=== PAGE ===

5 min read
On this page

Speaker Recognition

Overview

Speaker recognition determines who is speaking, as opposed to what is being said (speech recognition). Two main tasks:

  • Speaker Verification: Is this person who they claim to be? (1:1 comparison, binary decision)
  • Speaker Identification: Which known speaker is this? (1:N comparison, classification)

Both operate in either text-dependent (fixed passphrase) or text-independent (any speech content) modes. Text-independent is harder but more practical.

Enrollment: Audio -> Feature extraction -> Speaker model -> Store voiceprint
Verification: Audio -> Feature extraction -> Compare with stored model -> Accept/Reject

Traditional Features and Models

Spectral Features

Speaker identity is encoded primarily in the spectral envelope, shaped by vocal tract anatomy (length, shape, nasal cavity):

  • MFCCs: Standard features capturing vocal tract shape
  • Formant frequencies and bandwidths
  • Long-term spectral statistics
  • Pitch (F0) carries some speaker info but varies with emotion/intent

GMM-UBM Framework

The classic approach (Reynolds et al., 2000):

  1. Train a Universal Background Model (UBM): Large GMM on diverse speaker data
  2. Enrollment: Adapt UBM to target speaker via MAP adaptation (shift means only)
  3. Scoring: Log-likelihood ratio between speaker model and UBM
score = log P(X | speaker_GMM) - log P(X | UBM)

Threshold on score for verification decision.

GMM Supervectors

Concatenate adapted GMM means into a high-dimensional vector (supervector). Enables use of discriminative classifiers (SVM) on speaker representations.

=== DESCRIPTION OF THE TASK ===
Quote the speaker recognition page word for word, between "GMM-UBM Framework" and "on speaker representations.", inclusive.

=== PROVIDED DATA ===
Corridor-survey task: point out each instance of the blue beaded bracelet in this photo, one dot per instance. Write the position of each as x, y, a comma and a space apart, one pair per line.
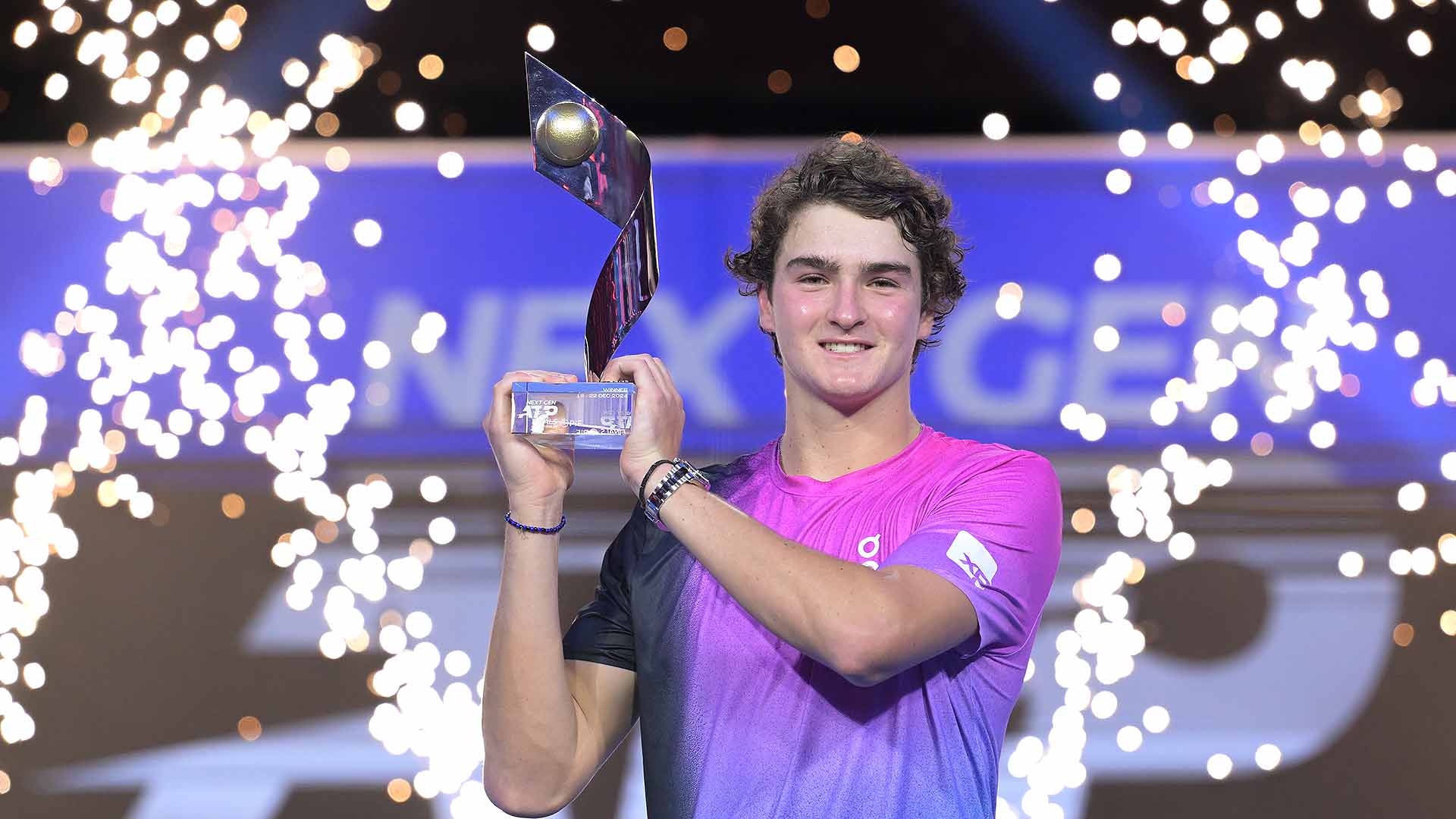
536, 529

=== TASK SOLUTION ===
GMM-UBM Framework

The classic approach (Reynolds et al., 2000):

  1. Train a Universal Background Model (UBM): Large GMM on diverse speaker data
  2. Enrollment: Adapt UBM to target speaker via MAP adaptation (shift means only)
  3. Scoring: Log-likelihood ratio between speaker model and UBM
score = log P(X | speaker_GMM) - log P(X | UBM)

Threshold on score for verification decision.

GMM Supervectors

Concatenate adapted GMM means into a high-dimensional vector (supervector). Enables use of discriminative classifiers (SVM) on speaker representations.